Problem requirements
Reproduce the data below word for word, from the first line to the last.

Excerpt from a dataset
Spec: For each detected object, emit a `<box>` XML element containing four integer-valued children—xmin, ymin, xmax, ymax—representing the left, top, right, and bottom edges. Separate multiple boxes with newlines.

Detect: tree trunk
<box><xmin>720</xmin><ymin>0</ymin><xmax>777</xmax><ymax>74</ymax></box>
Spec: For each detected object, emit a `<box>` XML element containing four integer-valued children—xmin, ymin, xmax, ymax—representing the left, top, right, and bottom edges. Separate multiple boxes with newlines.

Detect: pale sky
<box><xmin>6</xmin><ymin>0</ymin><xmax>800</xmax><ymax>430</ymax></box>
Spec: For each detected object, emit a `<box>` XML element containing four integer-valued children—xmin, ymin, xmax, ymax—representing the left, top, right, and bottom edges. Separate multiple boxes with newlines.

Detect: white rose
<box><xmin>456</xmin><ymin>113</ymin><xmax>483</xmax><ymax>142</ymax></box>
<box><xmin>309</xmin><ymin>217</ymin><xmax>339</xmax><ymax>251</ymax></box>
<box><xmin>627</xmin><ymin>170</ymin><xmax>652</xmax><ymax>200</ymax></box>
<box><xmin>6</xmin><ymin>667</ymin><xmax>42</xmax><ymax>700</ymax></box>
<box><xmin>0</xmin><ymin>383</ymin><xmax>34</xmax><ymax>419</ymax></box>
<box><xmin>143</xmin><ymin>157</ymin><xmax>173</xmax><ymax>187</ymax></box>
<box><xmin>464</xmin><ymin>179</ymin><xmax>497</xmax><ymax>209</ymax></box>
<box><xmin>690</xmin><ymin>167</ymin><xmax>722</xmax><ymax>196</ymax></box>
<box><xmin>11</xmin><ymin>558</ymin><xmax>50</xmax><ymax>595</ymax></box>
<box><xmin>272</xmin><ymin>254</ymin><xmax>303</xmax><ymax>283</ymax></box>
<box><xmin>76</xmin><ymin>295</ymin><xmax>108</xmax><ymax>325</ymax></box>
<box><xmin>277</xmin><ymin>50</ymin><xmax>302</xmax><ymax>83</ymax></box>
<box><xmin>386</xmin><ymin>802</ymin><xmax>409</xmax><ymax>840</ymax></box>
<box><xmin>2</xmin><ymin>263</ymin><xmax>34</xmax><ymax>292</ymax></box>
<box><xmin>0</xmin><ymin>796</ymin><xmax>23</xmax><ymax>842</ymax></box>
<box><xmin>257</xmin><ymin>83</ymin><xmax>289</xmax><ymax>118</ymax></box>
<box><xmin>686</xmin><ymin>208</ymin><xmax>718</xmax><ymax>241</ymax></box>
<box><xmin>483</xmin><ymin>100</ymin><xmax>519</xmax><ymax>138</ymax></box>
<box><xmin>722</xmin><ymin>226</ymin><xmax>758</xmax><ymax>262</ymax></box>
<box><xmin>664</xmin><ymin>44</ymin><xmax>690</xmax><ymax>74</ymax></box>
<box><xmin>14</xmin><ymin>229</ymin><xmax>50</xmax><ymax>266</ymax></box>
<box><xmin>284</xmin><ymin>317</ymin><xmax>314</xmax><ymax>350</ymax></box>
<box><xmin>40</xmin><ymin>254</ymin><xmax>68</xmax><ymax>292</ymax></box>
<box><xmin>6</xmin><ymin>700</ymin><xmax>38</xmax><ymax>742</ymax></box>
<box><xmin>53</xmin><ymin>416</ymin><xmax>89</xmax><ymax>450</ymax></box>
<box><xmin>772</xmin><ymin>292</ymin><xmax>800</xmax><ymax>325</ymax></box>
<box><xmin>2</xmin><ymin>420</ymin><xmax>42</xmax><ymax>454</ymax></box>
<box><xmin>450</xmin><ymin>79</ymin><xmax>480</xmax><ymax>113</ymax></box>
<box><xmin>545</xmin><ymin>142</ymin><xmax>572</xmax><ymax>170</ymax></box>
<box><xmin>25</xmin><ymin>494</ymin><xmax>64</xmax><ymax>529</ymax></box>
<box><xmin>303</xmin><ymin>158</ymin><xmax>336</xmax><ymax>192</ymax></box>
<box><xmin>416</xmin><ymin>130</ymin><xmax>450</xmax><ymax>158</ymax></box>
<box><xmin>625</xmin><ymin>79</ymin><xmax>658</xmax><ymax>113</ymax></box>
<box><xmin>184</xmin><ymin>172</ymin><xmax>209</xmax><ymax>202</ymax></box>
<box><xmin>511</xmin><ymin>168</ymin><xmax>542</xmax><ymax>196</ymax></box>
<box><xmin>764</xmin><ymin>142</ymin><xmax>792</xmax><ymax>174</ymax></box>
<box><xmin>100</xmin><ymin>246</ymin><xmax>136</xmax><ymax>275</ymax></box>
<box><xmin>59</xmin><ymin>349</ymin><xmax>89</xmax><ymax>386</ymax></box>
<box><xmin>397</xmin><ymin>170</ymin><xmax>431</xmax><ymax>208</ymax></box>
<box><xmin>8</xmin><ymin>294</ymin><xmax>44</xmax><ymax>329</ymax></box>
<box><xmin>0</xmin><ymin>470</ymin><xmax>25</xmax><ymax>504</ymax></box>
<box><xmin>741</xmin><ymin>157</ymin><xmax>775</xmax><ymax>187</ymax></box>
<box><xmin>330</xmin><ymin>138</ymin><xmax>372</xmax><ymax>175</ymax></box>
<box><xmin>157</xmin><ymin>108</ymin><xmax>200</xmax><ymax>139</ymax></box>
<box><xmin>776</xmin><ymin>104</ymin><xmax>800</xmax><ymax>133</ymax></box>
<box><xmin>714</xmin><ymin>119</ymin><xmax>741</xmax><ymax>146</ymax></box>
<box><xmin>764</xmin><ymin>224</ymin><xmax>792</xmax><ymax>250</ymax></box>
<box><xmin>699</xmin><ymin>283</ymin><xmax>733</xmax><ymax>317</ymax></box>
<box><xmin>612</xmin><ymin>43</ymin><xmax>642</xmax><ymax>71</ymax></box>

Full answer
Spec: For each detected object, emit a `<box>` XML element containing four integer-valued children—xmin, ymin, xmax, ymax—representing the left, top, right, and bottom edges. Separate multiple boxes with newlines.

Detect: tree trunk
<box><xmin>720</xmin><ymin>0</ymin><xmax>777</xmax><ymax>74</ymax></box>
Spec: For each detected object, emit a `<box>` XML element containing four integer-valued children—xmin, ymin, xmax, ymax—representing the left, top, right, and bottom edges. Separate multiple boxes with newlines.

Detect: pale sky
<box><xmin>6</xmin><ymin>0</ymin><xmax>800</xmax><ymax>430</ymax></box>
Spec: For each detected object, emit a `<box>` XML element containing four integer-valued children—xmin, ymin, xmax, ymax—representing the left, top, right, and bottom edges. Separate multiple boxes with newlines.

Detect: white rose
<box><xmin>456</xmin><ymin>113</ymin><xmax>483</xmax><ymax>142</ymax></box>
<box><xmin>309</xmin><ymin>217</ymin><xmax>339</xmax><ymax>251</ymax></box>
<box><xmin>627</xmin><ymin>170</ymin><xmax>652</xmax><ymax>200</ymax></box>
<box><xmin>6</xmin><ymin>667</ymin><xmax>42</xmax><ymax>700</ymax></box>
<box><xmin>0</xmin><ymin>383</ymin><xmax>34</xmax><ymax>419</ymax></box>
<box><xmin>143</xmin><ymin>157</ymin><xmax>173</xmax><ymax>187</ymax></box>
<box><xmin>464</xmin><ymin>179</ymin><xmax>497</xmax><ymax>209</ymax></box>
<box><xmin>690</xmin><ymin>167</ymin><xmax>722</xmax><ymax>196</ymax></box>
<box><xmin>11</xmin><ymin>558</ymin><xmax>50</xmax><ymax>595</ymax></box>
<box><xmin>272</xmin><ymin>254</ymin><xmax>303</xmax><ymax>283</ymax></box>
<box><xmin>76</xmin><ymin>295</ymin><xmax>108</xmax><ymax>325</ymax></box>
<box><xmin>277</xmin><ymin>50</ymin><xmax>302</xmax><ymax>83</ymax></box>
<box><xmin>386</xmin><ymin>802</ymin><xmax>409</xmax><ymax>840</ymax></box>
<box><xmin>2</xmin><ymin>263</ymin><xmax>34</xmax><ymax>292</ymax></box>
<box><xmin>0</xmin><ymin>796</ymin><xmax>23</xmax><ymax>842</ymax></box>
<box><xmin>257</xmin><ymin>83</ymin><xmax>289</xmax><ymax>118</ymax></box>
<box><xmin>686</xmin><ymin>208</ymin><xmax>718</xmax><ymax>241</ymax></box>
<box><xmin>483</xmin><ymin>100</ymin><xmax>519</xmax><ymax>138</ymax></box>
<box><xmin>722</xmin><ymin>226</ymin><xmax>758</xmax><ymax>262</ymax></box>
<box><xmin>664</xmin><ymin>44</ymin><xmax>690</xmax><ymax>74</ymax></box>
<box><xmin>14</xmin><ymin>229</ymin><xmax>50</xmax><ymax>266</ymax></box>
<box><xmin>284</xmin><ymin>317</ymin><xmax>314</xmax><ymax>350</ymax></box>
<box><xmin>40</xmin><ymin>254</ymin><xmax>68</xmax><ymax>292</ymax></box>
<box><xmin>6</xmin><ymin>700</ymin><xmax>38</xmax><ymax>742</ymax></box>
<box><xmin>53</xmin><ymin>416</ymin><xmax>89</xmax><ymax>450</ymax></box>
<box><xmin>772</xmin><ymin>292</ymin><xmax>800</xmax><ymax>325</ymax></box>
<box><xmin>2</xmin><ymin>420</ymin><xmax>42</xmax><ymax>454</ymax></box>
<box><xmin>450</xmin><ymin>79</ymin><xmax>480</xmax><ymax>113</ymax></box>
<box><xmin>545</xmin><ymin>142</ymin><xmax>572</xmax><ymax>170</ymax></box>
<box><xmin>25</xmin><ymin>494</ymin><xmax>64</xmax><ymax>529</ymax></box>
<box><xmin>303</xmin><ymin>158</ymin><xmax>336</xmax><ymax>192</ymax></box>
<box><xmin>416</xmin><ymin>130</ymin><xmax>450</xmax><ymax>158</ymax></box>
<box><xmin>625</xmin><ymin>79</ymin><xmax>658</xmax><ymax>113</ymax></box>
<box><xmin>184</xmin><ymin>172</ymin><xmax>209</xmax><ymax>202</ymax></box>
<box><xmin>511</xmin><ymin>168</ymin><xmax>542</xmax><ymax>196</ymax></box>
<box><xmin>764</xmin><ymin>142</ymin><xmax>792</xmax><ymax>174</ymax></box>
<box><xmin>100</xmin><ymin>246</ymin><xmax>136</xmax><ymax>275</ymax></box>
<box><xmin>59</xmin><ymin>349</ymin><xmax>89</xmax><ymax>386</ymax></box>
<box><xmin>397</xmin><ymin>170</ymin><xmax>431</xmax><ymax>208</ymax></box>
<box><xmin>8</xmin><ymin>294</ymin><xmax>44</xmax><ymax>329</ymax></box>
<box><xmin>0</xmin><ymin>470</ymin><xmax>25</xmax><ymax>504</ymax></box>
<box><xmin>741</xmin><ymin>157</ymin><xmax>775</xmax><ymax>187</ymax></box>
<box><xmin>330</xmin><ymin>138</ymin><xmax>372</xmax><ymax>175</ymax></box>
<box><xmin>157</xmin><ymin>108</ymin><xmax>200</xmax><ymax>139</ymax></box>
<box><xmin>776</xmin><ymin>104</ymin><xmax>800</xmax><ymax>133</ymax></box>
<box><xmin>714</xmin><ymin>119</ymin><xmax>741</xmax><ymax>146</ymax></box>
<box><xmin>764</xmin><ymin>224</ymin><xmax>792</xmax><ymax>250</ymax></box>
<box><xmin>699</xmin><ymin>283</ymin><xmax>733</xmax><ymax>317</ymax></box>
<box><xmin>612</xmin><ymin>43</ymin><xmax>642</xmax><ymax>71</ymax></box>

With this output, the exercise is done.